■ WHAT THIS EXERCISE ASKS:
(a) Decide whether each statement agrees with the article on brain calcium deposits: (i) The CT scan found calcifications in the patient's basal ganglia. (ii) The patient's parathyroid hormone level was below 1 nanogram per liter. (iii) The patient's cognitive deficit went away once her low calcium was corrected. For each, answer yes or no and quote the words from the article that decide it.
(b) Duplicate the article on brain calcium deposits word for word from "Hypoparathyroidism is typically" to "is 2.2–2.55 mmol/L).".

MDs Link Calcium Deposits in Woman’s Brain to Her Hypoparathyroidism
An 86-year-old woman with hypoparathyroidism and progressive cognitive deficits was found to have calcium deposits in both hemispheres of her brain, according to a case report.
The study, “Hypoparathyroidism Associated with Vascular Centrum Semiovale Calcifications,” was reported in the journal Annals of Neurology.
Hypoparathyroidism is typically associated with low calcium levels in the blood, a result of the deficiency in parathyroid hormone in these patients.
Here, doctors in France reported the case of a woman who was recently found to have low levels of parathyroid hormone — less than 1 nanogram (ng) per liter, when the normal range is 15 to 88 ng/L — indicative of hypoparathyroidism of unknown cause. This was found after measurements showing low blood calcium (1.45 millimoles/L, whereas the normal range is 2.2–2.55 mmol/L).
Despite a correction of the low calcium, the patient still had persistent cognitive deficit. A CT scan found calcifications (calcium deposits) in the centrum semiovale, a brain area of white matter containing nerve fibers underneath the outermost layer of the brain, and in clusters of neurons in the cerebellum.
No calcifications were found in the basal ganglia, a group of structures responsible for motor control, motor learning, and cognitive skills. However, “basal ganglia calcification, and not white matter calcification, has been reported to be associated with hypoparathyroidism,” the doctors wrote.
In this patient, the calcifications were attributed to the woman’s hypoparathyroidism, a rare association called Fahr syndrome. Although Fahr syndrome is typically characterized by basal ganglia involvement, the researchers noted that the originally reported case of the syndrome also did not have calcifications in the basal ganglia.
“Fahr’s original report and our patient probably represent rare cases of hypoparathyroidism with predominant (peri)vascular [surrounding blood vessels] white matter calcification without basal ganglia involvement,” they wrote.
The doctors also said that most prior reports of Fahr syndrome did not mention or discuss the location of calcium deposits around blood vessels, unlike their study.
As for the neurological symptoms of the patient, which may include movement disorders, psychiatric symptoms, and cognitive dysfunction, they may be partly due to blood vessel obstruction, the doctors noted. Damage to the blood-brain barrier, which protects the brain while at the same time maintaining constant levels of hormones, nutrients and water, is also among the possible causes, they added.

(Saved entries)
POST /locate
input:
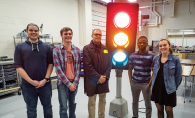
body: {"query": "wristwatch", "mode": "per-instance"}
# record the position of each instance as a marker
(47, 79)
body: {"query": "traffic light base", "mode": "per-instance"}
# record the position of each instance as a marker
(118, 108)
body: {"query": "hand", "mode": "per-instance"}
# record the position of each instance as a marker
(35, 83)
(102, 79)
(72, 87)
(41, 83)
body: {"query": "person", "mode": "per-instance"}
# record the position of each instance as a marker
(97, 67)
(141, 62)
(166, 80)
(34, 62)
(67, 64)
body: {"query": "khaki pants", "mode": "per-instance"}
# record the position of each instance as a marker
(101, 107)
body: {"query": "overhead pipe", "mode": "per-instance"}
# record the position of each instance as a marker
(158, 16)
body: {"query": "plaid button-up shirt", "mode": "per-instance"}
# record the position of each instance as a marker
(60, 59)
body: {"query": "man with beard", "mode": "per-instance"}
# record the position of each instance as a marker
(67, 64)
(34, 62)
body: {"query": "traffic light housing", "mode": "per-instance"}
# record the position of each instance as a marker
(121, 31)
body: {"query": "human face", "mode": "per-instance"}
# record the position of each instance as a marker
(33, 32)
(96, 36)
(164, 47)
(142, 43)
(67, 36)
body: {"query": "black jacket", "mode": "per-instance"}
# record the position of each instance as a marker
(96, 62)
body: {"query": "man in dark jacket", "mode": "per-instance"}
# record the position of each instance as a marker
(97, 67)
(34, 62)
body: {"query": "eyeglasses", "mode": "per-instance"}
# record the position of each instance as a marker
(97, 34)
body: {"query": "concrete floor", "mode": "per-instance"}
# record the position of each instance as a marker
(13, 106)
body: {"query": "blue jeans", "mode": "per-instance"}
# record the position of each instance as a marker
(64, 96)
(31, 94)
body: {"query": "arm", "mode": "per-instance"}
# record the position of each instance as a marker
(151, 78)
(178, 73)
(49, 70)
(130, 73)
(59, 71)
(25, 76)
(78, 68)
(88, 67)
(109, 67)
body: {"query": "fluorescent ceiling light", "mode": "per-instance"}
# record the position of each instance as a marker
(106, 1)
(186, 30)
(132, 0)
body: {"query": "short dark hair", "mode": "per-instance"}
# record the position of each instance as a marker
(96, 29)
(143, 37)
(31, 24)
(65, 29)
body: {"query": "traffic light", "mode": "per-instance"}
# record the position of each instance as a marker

■ ANSWERS TO THE PROBLEMS:
(a)
(i) No: "No calcifications were found in the basal ganglia"
(ii) Yes: "less than 1 nanogram (ng) per liter"
(iii) No: "Despite a correction of the low calcium, the patient still had persistent cognitive deficit."

(b)
Hypoparathyroidism is typically associated with low calcium levels in the blood, a result of the deficiency in parathyroid hormone in these patients.
Here, doctors in France reported the case of a woman who was recently found to have low levels of parathyroid hormone — less than 1 nanogram (ng) per liter, when the normal range is 15 to 88 ng/L — indicative of hypoparathyroidism of unknown cause. This was found after measurements showing low blood calcium (1.45 millimoles/L, whereas the normal range is 2.2–2.55 mmol/L).